┌──

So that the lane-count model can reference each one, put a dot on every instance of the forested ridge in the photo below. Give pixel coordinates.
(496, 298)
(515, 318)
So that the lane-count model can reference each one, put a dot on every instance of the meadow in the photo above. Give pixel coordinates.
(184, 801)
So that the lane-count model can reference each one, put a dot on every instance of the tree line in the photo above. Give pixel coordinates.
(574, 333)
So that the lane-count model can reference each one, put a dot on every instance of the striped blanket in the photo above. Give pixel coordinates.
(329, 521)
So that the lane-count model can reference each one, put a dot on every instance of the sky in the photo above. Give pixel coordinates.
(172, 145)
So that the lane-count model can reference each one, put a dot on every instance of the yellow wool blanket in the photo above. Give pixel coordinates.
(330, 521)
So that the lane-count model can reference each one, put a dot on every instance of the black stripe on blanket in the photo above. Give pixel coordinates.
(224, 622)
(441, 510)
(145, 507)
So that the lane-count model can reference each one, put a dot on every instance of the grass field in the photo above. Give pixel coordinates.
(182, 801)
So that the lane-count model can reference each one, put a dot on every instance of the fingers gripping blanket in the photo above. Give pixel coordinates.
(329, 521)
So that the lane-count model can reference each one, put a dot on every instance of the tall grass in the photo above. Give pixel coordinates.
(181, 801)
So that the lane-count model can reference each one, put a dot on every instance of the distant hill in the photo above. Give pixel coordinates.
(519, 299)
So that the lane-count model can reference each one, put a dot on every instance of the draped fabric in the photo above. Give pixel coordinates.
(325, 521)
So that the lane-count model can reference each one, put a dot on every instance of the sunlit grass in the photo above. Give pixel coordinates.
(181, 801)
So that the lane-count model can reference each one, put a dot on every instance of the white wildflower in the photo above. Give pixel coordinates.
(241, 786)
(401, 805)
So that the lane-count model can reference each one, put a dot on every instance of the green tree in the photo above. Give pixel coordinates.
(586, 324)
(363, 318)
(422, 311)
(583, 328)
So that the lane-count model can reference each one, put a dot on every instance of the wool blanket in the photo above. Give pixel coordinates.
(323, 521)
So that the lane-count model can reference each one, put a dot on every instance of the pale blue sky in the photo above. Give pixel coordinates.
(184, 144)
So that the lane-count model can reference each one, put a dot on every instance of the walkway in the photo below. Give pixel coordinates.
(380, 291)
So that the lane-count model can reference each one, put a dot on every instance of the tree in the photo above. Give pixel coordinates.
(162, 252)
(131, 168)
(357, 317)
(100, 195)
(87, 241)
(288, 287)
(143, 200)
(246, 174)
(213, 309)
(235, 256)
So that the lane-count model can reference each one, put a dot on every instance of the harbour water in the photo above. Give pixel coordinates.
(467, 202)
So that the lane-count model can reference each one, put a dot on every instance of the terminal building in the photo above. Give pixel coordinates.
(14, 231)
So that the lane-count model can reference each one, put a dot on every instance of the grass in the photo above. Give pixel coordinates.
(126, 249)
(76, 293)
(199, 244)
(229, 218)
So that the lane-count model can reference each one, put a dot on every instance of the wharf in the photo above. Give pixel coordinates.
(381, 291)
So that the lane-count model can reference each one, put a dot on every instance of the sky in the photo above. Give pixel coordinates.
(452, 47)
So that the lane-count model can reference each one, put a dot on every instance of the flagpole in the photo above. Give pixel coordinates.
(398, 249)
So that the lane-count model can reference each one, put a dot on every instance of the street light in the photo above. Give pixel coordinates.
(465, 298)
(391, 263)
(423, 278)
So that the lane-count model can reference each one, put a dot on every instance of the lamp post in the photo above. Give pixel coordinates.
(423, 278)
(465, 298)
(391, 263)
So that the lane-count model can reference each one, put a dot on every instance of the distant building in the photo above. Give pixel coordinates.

└──

WHAT NEEDS TO BE DONE:
Every record must be set down again exactly.

TASK SOLUTION:
So that the lane-count model can reference each one, put a dot on every instance of the forested ridge in the photo below. Give pixel coordinates.
(496, 298)
(515, 318)
So that the lane-count model can reference each one, put a dot on every instance of the meadow in the photo above. Give pixel coordinates.
(184, 801)
So that the lane-count model can reference each one, put a dot on every instance of the tree line in the photo above. Give pixel coordinates.
(574, 333)
So that the lane-count model can reference each one, put a dot on every instance of the striped blanket in the photo above. Give pixel coordinates.
(329, 521)
So that the lane-count model can reference each one, put a dot on every instance of the sky in the photo above. Give pixel coordinates.
(172, 145)
So that the lane-count model can reference each one, put a dot on every instance of the yellow wool blanket in the photo above. Give pixel coordinates.
(330, 521)
So that the lane-count model can reference each one, put a dot on every instance of the black stripe on blanket in the photo above. Give pixel coordinates.
(224, 622)
(441, 510)
(145, 507)
So that the lane-count model can reference each one, put a dot on every instance of the grass field in the photo above. Give pixel coordinates.
(182, 801)
So that the lane-count model can reference each one, put a dot on every instance of the fingers gripping blanket in the photo above. Give pixel coordinates.
(329, 521)
So that the lane-count model can reference each one, put a dot on every instance of the tall grass in the photo above. Give pixel coordinates.
(181, 801)
So that the lane-count model can reference each one, put a dot on every instance of the distant hill in the photo above. Give pixel coordinates.
(519, 299)
So that the lane-count model can reference each one, put a dot on every instance of the draped fabric in the photo above. Give pixel coordinates.
(325, 521)
So that the lane-count model can reference each one, put a dot on every instance of the sunlit grass in the photo above. Give pixel coordinates.
(181, 801)
So that the lane-count model can reference each one, put a dot on every instance of the white wildflower in the photo above. Give pixel coordinates.
(241, 786)
(401, 805)
So that the lane-count model can reference each one, put a dot on every instance of the green tree in the photo above. Give pixel coordinates.
(586, 324)
(363, 318)
(422, 311)
(583, 328)
So that the lane-count model can reference each one, put a dot on every instance of the wool blanket in the photo above. Give pixel coordinates.
(323, 521)
So that the lane-count model can reference each one, put a dot on every instance of the pale blue sky in the photo above. Give pixel coordinates.
(184, 144)
So that the lane-count model can reference each one, put a dot on every instance of the walkway in the photo below. Give pixel coordinates.
(380, 291)
So that the lane-count model can reference each one, put a dot on every instance of the tree in the photo above. Give pixel coordinates.
(162, 252)
(131, 168)
(357, 317)
(100, 195)
(87, 241)
(288, 287)
(143, 200)
(246, 174)
(213, 309)
(235, 256)
So that the lane-count model can reference each one, put a dot on every instance of the harbour water in the photo above. Give pixel coordinates.
(467, 202)
So that the lane-count model can reference each one, put a dot on every instance of the terminal building in the photo above. Give pixel coordinates.
(14, 231)
So that the lane-count model can reference each one, put a dot on every instance of the grass in the photo above. Give pixel coordinates.
(126, 249)
(76, 293)
(199, 244)
(229, 218)
So that the lane-count model can reference each one, put a dot on every instance of the wharf in the photo above. Give pixel coordinates.
(381, 291)
So that the lane-count model can reference each one, put a dot on every instance of the sky in the photo above. Give pixel coordinates.
(452, 47)
So that the lane-count model can reference each one, put a dot on every instance of the flagpole in the photo above. Give pixel coordinates.
(398, 249)
So that the lane-count model can reference each one, put a dot on every instance of the street light in the photo above. Give pixel coordinates.
(465, 298)
(391, 263)
(423, 278)
So that the lane-count model can reference each one, put a dot on every instance of the lamp post in the photo above. Give pixel coordinates.
(423, 278)
(465, 298)
(391, 263)
So that the lane-count model can reference each one, put a dot on every instance of the distant building in the photo above. Give pixel coordinates.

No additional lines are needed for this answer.